--- begin Exercise input ---

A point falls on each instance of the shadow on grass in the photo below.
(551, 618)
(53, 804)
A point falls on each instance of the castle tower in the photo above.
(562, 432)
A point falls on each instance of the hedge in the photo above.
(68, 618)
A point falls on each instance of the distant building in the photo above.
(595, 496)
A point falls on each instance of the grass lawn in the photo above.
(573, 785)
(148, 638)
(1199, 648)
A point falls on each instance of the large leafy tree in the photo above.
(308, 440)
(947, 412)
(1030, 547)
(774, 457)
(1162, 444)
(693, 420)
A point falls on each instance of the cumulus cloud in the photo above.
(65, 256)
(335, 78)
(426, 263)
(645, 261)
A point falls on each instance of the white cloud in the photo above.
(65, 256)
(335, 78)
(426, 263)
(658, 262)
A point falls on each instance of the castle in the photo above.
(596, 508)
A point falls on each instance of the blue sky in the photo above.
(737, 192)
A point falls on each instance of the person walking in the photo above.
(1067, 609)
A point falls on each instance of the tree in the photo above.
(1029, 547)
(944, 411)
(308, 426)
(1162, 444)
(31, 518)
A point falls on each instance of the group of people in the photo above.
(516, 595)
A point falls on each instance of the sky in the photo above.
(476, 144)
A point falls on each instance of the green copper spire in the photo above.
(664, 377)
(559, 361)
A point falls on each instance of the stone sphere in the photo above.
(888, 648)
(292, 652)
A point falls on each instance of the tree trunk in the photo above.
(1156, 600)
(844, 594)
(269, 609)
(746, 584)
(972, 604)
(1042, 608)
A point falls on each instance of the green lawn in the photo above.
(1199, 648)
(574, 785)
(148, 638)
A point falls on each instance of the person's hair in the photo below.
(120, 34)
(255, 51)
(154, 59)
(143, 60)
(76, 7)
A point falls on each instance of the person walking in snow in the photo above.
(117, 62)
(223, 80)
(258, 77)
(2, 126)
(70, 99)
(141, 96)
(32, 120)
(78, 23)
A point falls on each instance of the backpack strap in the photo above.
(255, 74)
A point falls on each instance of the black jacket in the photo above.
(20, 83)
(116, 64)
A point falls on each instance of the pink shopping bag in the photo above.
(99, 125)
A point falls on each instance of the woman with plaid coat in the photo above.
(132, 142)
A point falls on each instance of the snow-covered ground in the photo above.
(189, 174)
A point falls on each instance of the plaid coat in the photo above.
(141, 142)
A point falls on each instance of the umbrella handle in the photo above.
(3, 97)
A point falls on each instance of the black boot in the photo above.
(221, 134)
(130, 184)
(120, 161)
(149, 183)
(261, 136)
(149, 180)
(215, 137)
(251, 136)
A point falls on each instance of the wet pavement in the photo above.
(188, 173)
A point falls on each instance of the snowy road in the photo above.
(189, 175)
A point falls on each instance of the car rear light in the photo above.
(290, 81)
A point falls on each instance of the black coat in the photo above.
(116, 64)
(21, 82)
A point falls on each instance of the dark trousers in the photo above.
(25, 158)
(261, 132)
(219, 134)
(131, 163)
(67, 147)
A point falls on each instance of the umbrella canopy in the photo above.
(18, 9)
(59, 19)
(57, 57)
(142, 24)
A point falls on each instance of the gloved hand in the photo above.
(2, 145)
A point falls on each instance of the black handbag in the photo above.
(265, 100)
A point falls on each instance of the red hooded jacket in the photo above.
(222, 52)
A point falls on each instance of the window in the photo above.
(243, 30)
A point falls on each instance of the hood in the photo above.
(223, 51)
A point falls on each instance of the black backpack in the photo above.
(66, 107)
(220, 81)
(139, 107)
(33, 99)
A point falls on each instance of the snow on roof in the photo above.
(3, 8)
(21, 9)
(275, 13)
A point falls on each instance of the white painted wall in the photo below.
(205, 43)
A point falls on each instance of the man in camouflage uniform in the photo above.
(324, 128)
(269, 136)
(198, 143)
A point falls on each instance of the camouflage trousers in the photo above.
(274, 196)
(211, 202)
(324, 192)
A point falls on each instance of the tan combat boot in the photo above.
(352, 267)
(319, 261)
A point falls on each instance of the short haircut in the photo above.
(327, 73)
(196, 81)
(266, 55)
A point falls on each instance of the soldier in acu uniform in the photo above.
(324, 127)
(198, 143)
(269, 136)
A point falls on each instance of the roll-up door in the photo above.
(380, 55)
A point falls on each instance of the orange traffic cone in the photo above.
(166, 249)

--- end Exercise input ---

- Exercise directions
Write out every record verbatim.

- Exercise result
A point falls on each instance of the shadow on grass in the photo below.
(551, 618)
(53, 804)
A point falls on each instance of the castle tower in the photo above.
(562, 432)
A point falls on each instance of the hedge in the photo above.
(68, 618)
A point falls on each instance of the distant building in the photo above.
(595, 496)
A point falls on each instance of the grass lawn in the photo above.
(573, 785)
(148, 638)
(1199, 648)
A point falls on each instance of the large leafy tree in the photo above.
(308, 440)
(947, 412)
(1030, 547)
(774, 457)
(1162, 444)
(693, 420)
A point falls on each instance of the cumulus cloud in the photo above.
(65, 256)
(335, 78)
(426, 263)
(645, 261)
A point falls on each instance of the white cloud in the photo above.
(65, 256)
(335, 78)
(426, 263)
(658, 262)
A point falls on each instance of the castle in the photo above.
(596, 508)
A point falls on each instance of the blue sky in the photo above.
(737, 192)
A point falls on each instance of the person walking in the photo above.
(1067, 609)
A point falls on each instance of the tree in the photo above.
(1029, 547)
(944, 411)
(308, 426)
(1162, 444)
(31, 518)
A point falls on each instance of the group of people in the photo above.
(516, 595)
A point falls on each instance of the sky in the photo above.
(476, 144)
A point falls on each instance of the green copper spire in the photo above.
(664, 377)
(559, 361)
A point falls on each instance of the stone sphere in the photo above.
(888, 648)
(292, 652)
A point falls on each instance of the tree trunk in the photo above.
(1156, 600)
(844, 594)
(269, 609)
(746, 584)
(972, 604)
(1042, 608)
A point falls on each instance of the green lawn in the photo above.
(1199, 648)
(574, 785)
(148, 638)
A point falls on each instance of the person's hair in the photo below.
(120, 34)
(255, 51)
(154, 59)
(143, 60)
(76, 7)
A point falls on each instance of the person walking in snow in the photo above.
(117, 62)
(223, 80)
(258, 77)
(2, 126)
(70, 99)
(141, 96)
(32, 120)
(78, 23)
A point falls on each instance of the backpack strap in the photo above.
(255, 74)
A point falls on each instance of the black jacket in the photo above.
(20, 83)
(116, 64)
A point falls on each instance of the pink shopping bag in the photo above.
(99, 125)
A point falls on each instance of the woman with plaid coat in the photo above.
(132, 142)
A point falls on each instance of the snow-covered ground in the photo above.
(189, 174)
A point falls on each instance of the plaid coat in the photo above.
(141, 142)
A point falls on each instance of the umbrella handle in the photo above.
(3, 97)
A point falls on each instance of the black boot in the photo above.
(221, 134)
(130, 184)
(120, 161)
(149, 183)
(261, 136)
(149, 180)
(215, 137)
(251, 136)
A point falls on each instance of the wet pavement in the photo above.
(188, 173)
A point falls on each instance of the snowy road in the photo above.
(189, 175)
A point falls on each instance of the car rear light in the photo above.
(290, 81)
A point falls on each instance of the black coat in the photo above.
(116, 64)
(21, 82)
A point falls on each instance of the dark trousers in the photo above.
(25, 158)
(261, 132)
(219, 134)
(131, 163)
(67, 147)
A point falls on each instance of the umbrella canopy in the photo above.
(18, 9)
(59, 19)
(57, 57)
(142, 24)
A point falls on each instance of the gloved hand in the photo above.
(2, 145)
A point falls on each instance of the black handbag in the photo above.
(265, 100)
A point falls on each instance of the red hooded jacket in the photo above.
(222, 52)
A point falls on each instance of the window in the photo above.
(243, 30)
A point falls on each instance of the hood in the photo above.
(223, 51)
A point falls on each instance of the black backpack in the photo above.
(66, 107)
(220, 81)
(139, 107)
(33, 99)
A point falls on each instance of the snow on roof in the photo above.
(3, 8)
(21, 9)
(275, 13)
A point falls on each instance of the white painted wall in the photo below.
(205, 43)
A point falls on each instance of the man in camouflage uniform in the photo above.
(324, 128)
(269, 136)
(198, 143)
A point falls on each instance of the camouflage trousers in the photo above.
(274, 196)
(211, 202)
(324, 192)
A point falls on each instance of the tan combat boot in the photo above.
(352, 267)
(319, 261)
A point falls on each instance of the short haircut in the photo above.
(327, 73)
(196, 81)
(266, 55)
A point falls on each instance of the soldier in acu uniform in the photo above.
(324, 127)
(198, 143)
(269, 136)
A point falls on each instance of the roll-up door in the photo above.
(380, 55)
A point falls on each instance of the orange traffic cone in the photo above.
(166, 249)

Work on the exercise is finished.